Directions
Present every line of the entries below as a numbered list, skipping any blank lines. Leave the pictures out of your answer.

-- Start of Records --

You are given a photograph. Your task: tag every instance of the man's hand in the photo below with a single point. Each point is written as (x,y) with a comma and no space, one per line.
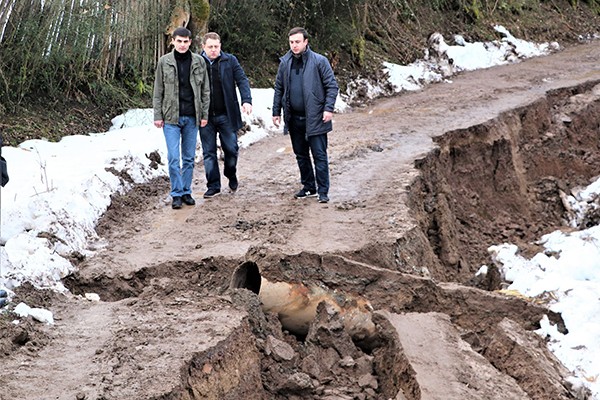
(247,108)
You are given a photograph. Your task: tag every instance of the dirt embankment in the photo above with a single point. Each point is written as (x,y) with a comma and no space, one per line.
(422,184)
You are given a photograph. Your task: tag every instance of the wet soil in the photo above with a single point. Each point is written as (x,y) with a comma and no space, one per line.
(422,184)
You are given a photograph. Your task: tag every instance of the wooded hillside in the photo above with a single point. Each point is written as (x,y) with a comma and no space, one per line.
(98,57)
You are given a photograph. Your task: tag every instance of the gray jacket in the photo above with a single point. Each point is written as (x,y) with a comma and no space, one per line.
(319,86)
(166,89)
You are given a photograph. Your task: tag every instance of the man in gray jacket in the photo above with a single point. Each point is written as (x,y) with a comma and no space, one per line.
(306,89)
(181,100)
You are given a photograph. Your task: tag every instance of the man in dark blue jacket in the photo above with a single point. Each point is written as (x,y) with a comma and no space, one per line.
(224,116)
(306,90)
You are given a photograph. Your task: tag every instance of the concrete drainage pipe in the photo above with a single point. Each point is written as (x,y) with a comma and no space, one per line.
(296,303)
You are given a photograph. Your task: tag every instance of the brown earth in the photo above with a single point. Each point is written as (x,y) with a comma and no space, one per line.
(422,184)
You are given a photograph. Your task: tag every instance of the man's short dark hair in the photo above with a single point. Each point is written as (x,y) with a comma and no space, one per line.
(181,31)
(211,35)
(298,29)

-- End of Records --

Worked answer
1. You are given a photograph. Your task: tag every instance of the man's hand in the photo below with a single point. Each point is written as (x,y) with a comma and no space, one per line.
2. (247,108)
3. You are given a photograph. Your task: tag every instance of the dirt embankment in the photo above with a single point. Each point is written as (x,y) with a comma and no space, one per line.
4. (422,184)
5. You are given a photograph. Your task: tag every instance of the wet soil in the photo above with a single point. Each point is written as (x,y) with a comma and no space, one per line.
6. (422,184)
7. You are given a photograph. Your task: tag every instance of the wooded hillside in the photo above with a single point. Each point is written as (x,y) with a comma and no space, one per line.
8. (98,57)
9. You are given a photograph. Your task: tag every instance of the gray jacket in the photo above with a single point. Each point is written as (x,y) with a comma and no space, one per line.
10. (319,86)
11. (166,89)
12. You are given a photograph. Your task: tag every instance of the man in gray jacket in the photo above with a single point. Each point is written as (x,y) with a comma and no space, one per line.
13. (306,89)
14. (181,100)
15. You are given a photograph. Your task: tag every instance of the man in dark blue jacket in the photo above with a single point. Each point is written as (x,y) with a comma and no space, one per line.
16. (224,116)
17. (306,90)
18. You are given a photograph. Your task: tag every instance of the concrete drainage pipe in the photo above with a single point. Each point is written as (x,y) with a comma and no space, one per line.
19. (296,303)
20. You are given a photograph. Your task: tag every instance of the brown earth in the photo above with a single point. Each point is written as (x,y) with a comma and no space, one per line.
21. (422,184)
22. You are given a photograph. Your task: tag every instance of the man's short dark hair in the photo above with a single point. Each point is written as (x,y) with a comma and no space, one per line.
23. (181,31)
24. (211,35)
25. (298,29)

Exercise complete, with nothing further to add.